-- start Task material --

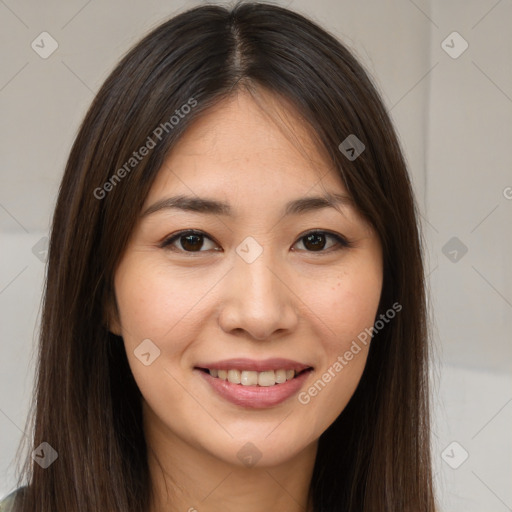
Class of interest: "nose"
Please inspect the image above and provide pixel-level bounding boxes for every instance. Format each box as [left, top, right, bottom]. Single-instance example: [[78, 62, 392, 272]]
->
[[219, 250, 298, 340]]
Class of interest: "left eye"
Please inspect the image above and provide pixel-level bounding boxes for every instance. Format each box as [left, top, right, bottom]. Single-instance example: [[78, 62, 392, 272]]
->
[[160, 230, 350, 252]]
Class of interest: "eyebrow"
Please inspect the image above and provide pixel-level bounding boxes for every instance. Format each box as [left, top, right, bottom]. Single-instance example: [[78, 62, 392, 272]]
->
[[141, 193, 353, 217]]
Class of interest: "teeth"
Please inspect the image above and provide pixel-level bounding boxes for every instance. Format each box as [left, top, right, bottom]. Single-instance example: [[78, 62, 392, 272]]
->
[[208, 370, 295, 387], [228, 370, 240, 384]]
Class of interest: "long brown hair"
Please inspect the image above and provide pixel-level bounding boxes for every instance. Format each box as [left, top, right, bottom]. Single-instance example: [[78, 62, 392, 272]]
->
[[11, 3, 434, 512]]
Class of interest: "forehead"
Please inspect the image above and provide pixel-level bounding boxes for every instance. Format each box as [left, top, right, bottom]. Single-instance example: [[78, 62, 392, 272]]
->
[[148, 91, 346, 201]]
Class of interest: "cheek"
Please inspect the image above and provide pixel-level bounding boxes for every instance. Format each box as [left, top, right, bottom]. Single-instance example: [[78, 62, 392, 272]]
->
[[116, 265, 211, 346]]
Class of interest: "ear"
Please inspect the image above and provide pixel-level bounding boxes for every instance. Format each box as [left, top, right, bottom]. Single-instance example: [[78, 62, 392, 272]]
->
[[103, 293, 122, 336]]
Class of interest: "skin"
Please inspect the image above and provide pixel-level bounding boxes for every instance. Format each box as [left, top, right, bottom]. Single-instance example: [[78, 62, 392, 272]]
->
[[111, 91, 382, 512]]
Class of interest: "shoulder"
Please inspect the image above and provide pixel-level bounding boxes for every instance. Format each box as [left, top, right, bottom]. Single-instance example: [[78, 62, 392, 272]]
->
[[0, 487, 26, 512]]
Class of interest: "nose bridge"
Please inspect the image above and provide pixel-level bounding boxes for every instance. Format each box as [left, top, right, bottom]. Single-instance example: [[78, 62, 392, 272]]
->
[[220, 240, 297, 339]]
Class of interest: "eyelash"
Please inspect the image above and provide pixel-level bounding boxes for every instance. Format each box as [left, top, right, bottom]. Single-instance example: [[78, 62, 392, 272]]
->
[[160, 229, 353, 254]]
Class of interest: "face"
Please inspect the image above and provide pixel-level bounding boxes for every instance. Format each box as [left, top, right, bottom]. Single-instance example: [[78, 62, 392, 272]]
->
[[111, 89, 382, 466]]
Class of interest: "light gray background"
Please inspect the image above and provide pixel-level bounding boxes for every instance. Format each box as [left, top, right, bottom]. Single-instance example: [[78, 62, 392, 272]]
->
[[0, 0, 512, 512]]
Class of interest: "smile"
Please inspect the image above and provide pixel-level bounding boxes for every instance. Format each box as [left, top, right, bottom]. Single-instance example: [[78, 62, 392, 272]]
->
[[203, 369, 307, 387]]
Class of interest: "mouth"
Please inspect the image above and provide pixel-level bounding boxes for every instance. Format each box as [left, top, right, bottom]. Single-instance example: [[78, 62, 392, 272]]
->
[[194, 358, 314, 409], [197, 367, 313, 387]]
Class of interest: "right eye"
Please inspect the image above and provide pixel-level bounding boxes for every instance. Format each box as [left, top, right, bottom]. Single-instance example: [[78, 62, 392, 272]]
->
[[160, 229, 218, 252]]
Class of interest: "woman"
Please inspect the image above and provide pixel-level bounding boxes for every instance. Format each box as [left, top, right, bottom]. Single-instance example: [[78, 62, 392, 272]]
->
[[3, 3, 434, 512]]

-- end Task material --

▶ Written instruction: Retype the listing above line for line, leaving out the pictures.

▶ Correct response:
Class of interest: "nose"
Please inspect the image above and provide pixel-level bounding boxes for every instance. Format each box as [left, top, right, bottom]. Single-instance example: [[78, 62, 392, 272]]
->
[[219, 250, 298, 340]]
Class of interest: "left eye"
Please inspect the image above and provide pixel-level bounding boxes for every instance. Format each box as [left, top, right, bottom]. Single-instance example: [[78, 62, 392, 272]]
->
[[160, 230, 350, 252]]
Class of interest: "eyebrow"
Please inspect the image above and provide pixel-level bounding boxes for every instance. Format each box as [left, top, right, bottom]. Single-instance example: [[78, 62, 392, 272]]
->
[[141, 193, 353, 217]]
Class of interest: "teeth"
Please inspect the image above and provide pixel-level bounding boxes for every instance. Format each box as [left, top, right, bottom]. Single-instance example: [[78, 62, 392, 272]]
->
[[208, 370, 295, 387], [228, 370, 240, 384]]
Class of interest: "long brown hair"
Please inspect the image above and provide pixel-level bounding boxes for every instance. Format each box as [left, top, right, bottom]. Single-instance example: [[78, 62, 392, 272]]
->
[[11, 3, 434, 512]]
Class of interest: "forehead"
Please inspect the image above and provide pixel-level bounding boxes for every instance. Format each box as [left, top, right, bottom]. Single-instance example: [[78, 62, 392, 272]]
->
[[148, 91, 346, 201]]
Class of interest: "cheek"
Please inspect the image above and provide pixel-level bounding boxes for every instance. Format each box as [left, top, right, bottom]. Single-instance example: [[78, 62, 392, 272]]
->
[[116, 265, 211, 346]]
Class of interest: "ear"
Please inspect the image above and provide pixel-level bounding boxes for every instance. Format each box as [left, top, right, bottom]. Single-instance example: [[78, 62, 392, 272]]
->
[[103, 293, 122, 336]]
Class of interest: "skin"
Please inspect the image above and provide pixel-level bounding boxes for every instance. Format each box as [left, top, right, bottom]. Single-instance example: [[78, 62, 392, 272]]
->
[[111, 91, 382, 512]]
Class of interest: "shoulder"
Please inspect the image above and provide pixel-level bounding boxes for every instance. Format each box as [left, top, right, bottom]. Single-instance example: [[78, 62, 392, 272]]
->
[[0, 487, 26, 512]]
Class of interest: "nose bridge"
Please inspect the image above and provide pixel-level bounding boxes for every instance. Format each box as [left, top, right, bottom]. Single-instance example: [[78, 62, 392, 272]]
->
[[220, 240, 297, 339]]
Class of interest: "eyelash"
Please inspect the image above and provide pixel-level bounding boxes for every instance. Format each box as [left, top, right, bottom]. Single-instance example: [[78, 62, 392, 272]]
->
[[160, 229, 353, 254]]
Class of interest: "face"
Please inspect the image above and provide pixel-level bounding boxes for every instance. Format each box as [left, top, right, bottom]. Single-instance example: [[78, 62, 392, 272]]
->
[[111, 89, 382, 466]]
Class of interest: "light gray background"
Please inspect the image above and provide pixel-level bounding boxes for every instance. Format each box as [left, top, right, bottom]. Single-instance example: [[78, 62, 392, 272]]
->
[[0, 0, 512, 512]]
Class of interest: "smile"
Please inspect the image above and provide pixel-level bounding boxes for every instance. Format each box as [left, top, right, bottom]. Single-instance example: [[78, 62, 392, 272]]
->
[[203, 369, 307, 387]]
Class of interest: "mouth"
Please inspect the image above and provide pixel-level bounding boxes for every instance. Format each box as [left, top, right, bottom]. Single-instance example: [[78, 62, 392, 272]]
->
[[194, 358, 314, 409], [197, 367, 313, 387]]
Class of interest: "right eye"
Please inspect the image above and provide pixel-level bounding boxes for every instance. Format each box as [left, top, right, bottom]. Single-instance example: [[78, 62, 392, 272]]
->
[[160, 229, 218, 252]]
Class of interest: "woman"
Please inspect the image above and provide pixel-level bounding boxes for every instance. Format each box as [left, top, right, bottom]. Single-instance example: [[78, 62, 392, 272]]
->
[[3, 3, 434, 512]]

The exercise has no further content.